- [TASK]:
Reproduce the listing exactly, with no pictures in your copy.

>>>>

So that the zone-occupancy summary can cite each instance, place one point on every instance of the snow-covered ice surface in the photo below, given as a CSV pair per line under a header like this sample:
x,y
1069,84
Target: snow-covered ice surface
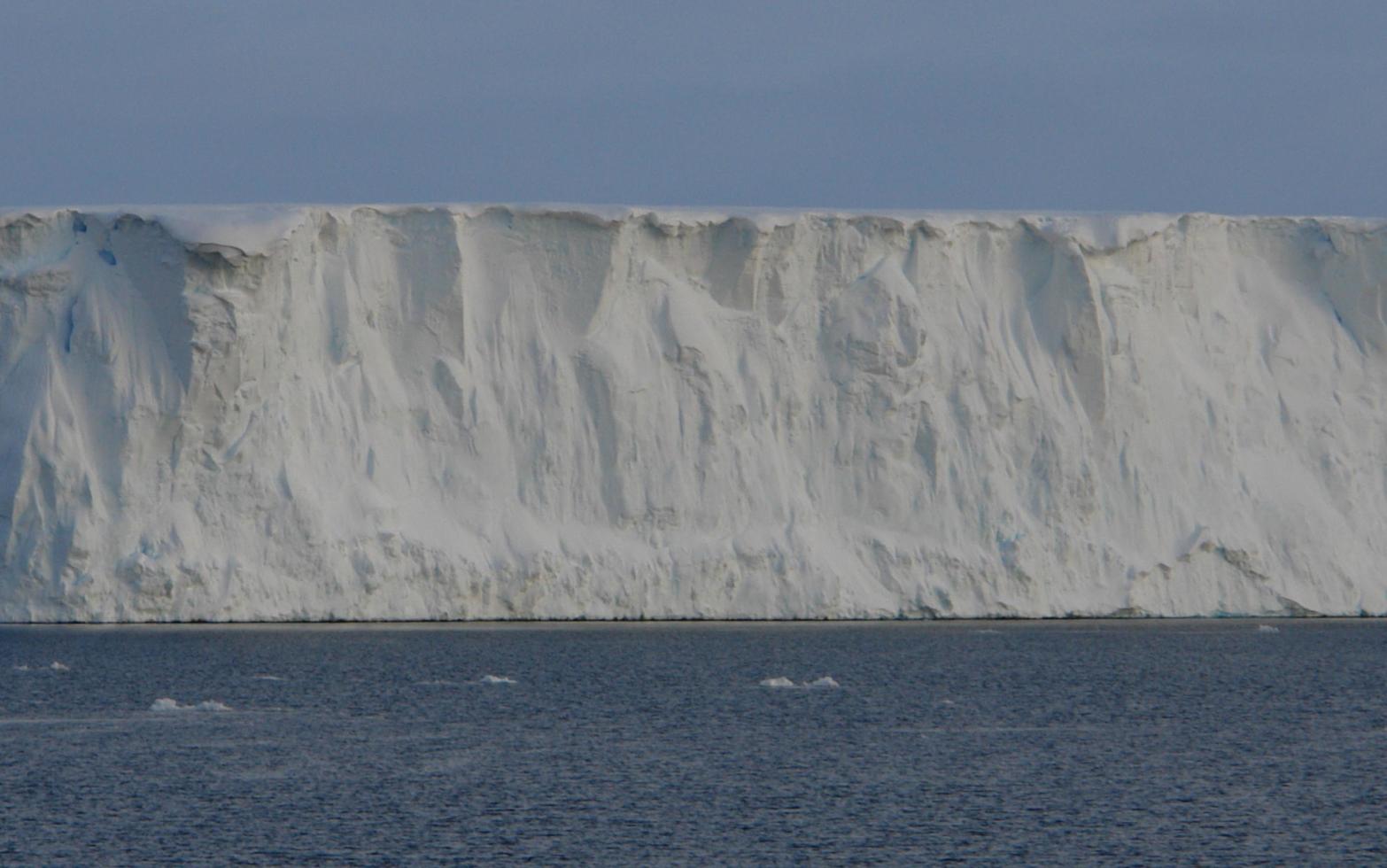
x,y
559,412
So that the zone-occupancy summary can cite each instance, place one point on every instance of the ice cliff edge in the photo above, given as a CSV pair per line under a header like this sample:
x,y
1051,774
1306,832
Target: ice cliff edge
x,y
498,412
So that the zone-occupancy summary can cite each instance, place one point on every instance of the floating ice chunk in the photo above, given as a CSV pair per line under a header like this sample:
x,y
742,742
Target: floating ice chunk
x,y
166,705
781,683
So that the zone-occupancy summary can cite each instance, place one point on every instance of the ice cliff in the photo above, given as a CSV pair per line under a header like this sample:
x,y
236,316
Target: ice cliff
x,y
487,412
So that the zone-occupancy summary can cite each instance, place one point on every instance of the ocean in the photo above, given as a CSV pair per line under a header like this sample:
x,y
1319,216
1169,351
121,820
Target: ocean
x,y
1036,742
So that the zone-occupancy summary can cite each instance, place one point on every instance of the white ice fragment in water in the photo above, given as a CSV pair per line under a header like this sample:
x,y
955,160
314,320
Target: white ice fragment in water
x,y
166,705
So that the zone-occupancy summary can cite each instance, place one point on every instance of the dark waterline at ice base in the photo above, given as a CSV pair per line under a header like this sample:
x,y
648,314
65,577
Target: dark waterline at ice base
x,y
1024,742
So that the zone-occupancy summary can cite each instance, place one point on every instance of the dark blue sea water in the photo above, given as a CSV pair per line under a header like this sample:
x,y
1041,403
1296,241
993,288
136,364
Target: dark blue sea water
x,y
1112,742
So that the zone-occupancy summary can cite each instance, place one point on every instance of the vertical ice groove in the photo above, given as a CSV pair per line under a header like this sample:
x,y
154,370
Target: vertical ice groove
x,y
438,412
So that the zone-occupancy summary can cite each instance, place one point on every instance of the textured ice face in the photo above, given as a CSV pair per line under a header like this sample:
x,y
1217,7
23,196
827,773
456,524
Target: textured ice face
x,y
502,412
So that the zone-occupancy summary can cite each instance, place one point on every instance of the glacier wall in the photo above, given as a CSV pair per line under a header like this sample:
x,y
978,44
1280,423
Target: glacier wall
x,y
489,412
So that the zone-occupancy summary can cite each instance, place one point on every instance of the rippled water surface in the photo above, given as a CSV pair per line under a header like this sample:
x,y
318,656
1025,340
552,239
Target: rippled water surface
x,y
1029,742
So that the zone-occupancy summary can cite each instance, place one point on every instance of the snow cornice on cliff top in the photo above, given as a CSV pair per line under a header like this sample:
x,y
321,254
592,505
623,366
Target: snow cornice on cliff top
x,y
255,228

<<<<

- [WRITTEN REPLY]:
So that the zone-occupancy summary can cite each instance, place one point on every instance of the snow-covered ice surface in the photo below, given as a CSV pair per line under a header like this sample:
x,y
1069,84
Target: snow-covered ice surface
x,y
559,412
So that the zone-occupancy summary can cite each instance, place one point on every instance of the ice cliff edge in the photo above, given as a CSV pair per line under a header like this sample:
x,y
1051,774
1306,832
Target: ice cliff edge
x,y
498,412
So that the zone-occupancy summary can cite each instance, place one point on every instance of the floating ice chunk in the photo above, given as a CSV pair per line under a header like this sample:
x,y
742,742
Target: floating ice chunk
x,y
166,705
781,683
So that the zone-occupancy summary can cite each instance, place one point on every instance of the ice cliff in the photo above, given as a CSV pair per line under a header like this sample:
x,y
236,316
Target: ice cliff
x,y
487,412
So that the zone-occupancy summary can cite each instance, place one point on every instance of the ocean in the photo above, given as a CSV pair per line under a header like this sample:
x,y
1319,216
1169,351
121,820
Target: ocean
x,y
1036,742
So that the zone-occupancy summary can cite each instance, place one point on every instance of the white ice fragment in water in the photo above, given as a CSV pair per line under a header like this sample:
x,y
955,160
314,320
Target: white ice fragment in water
x,y
166,705
So that the zone-occupancy summary can cite each instance, place one point on every instance of the dark waterline at ice base in the photo above, given as a CSV pair per line under a header like this sample:
x,y
648,314
65,577
Target: dark waterline at ice base
x,y
1024,742
So that the zone-occupancy summary can cite each instance, place one point on every instance of the dark blue sea water in the photo above, given as a CSV pair per line under a header like this sample:
x,y
1041,403
1296,241
993,288
136,364
Target: dark blue sea water
x,y
1112,742
So that the zone-occupancy summary can cite each instance, place one point on every instance of the vertical ice groove in the photo above, given as a CSV pair per line under a header like this sample:
x,y
154,370
Target: vertical ice groove
x,y
438,412
So that the zone-occupancy summary can cite each instance, place one point on every instance of the textured ice face in the photo above, given as a CSV pair per line under a header like this sample:
x,y
1217,7
23,196
827,773
456,524
Target: textured ice face
x,y
502,412
So that the zone-occupancy summary can cite each instance, place one point on every instance of the glacier wall in the photo above, given as a CSV pair per line under a header like this sample:
x,y
978,44
1280,423
Target: glacier wall
x,y
489,412
So that the zone-occupancy summary can cite each instance, place one point on every instance of the rippled water surface in the photo above, given as a CSV pair per line under a header like this sample:
x,y
318,656
1025,340
552,239
Target: rippled water surface
x,y
1029,742
So that the zone-occupancy summary can cite each instance, place one point on every instance of the snow cornice on cliff top in the photo above, given as a CSV pair per line under a header like this sample:
x,y
321,254
592,505
623,366
Target: snow cornice on cliff top
x,y
255,228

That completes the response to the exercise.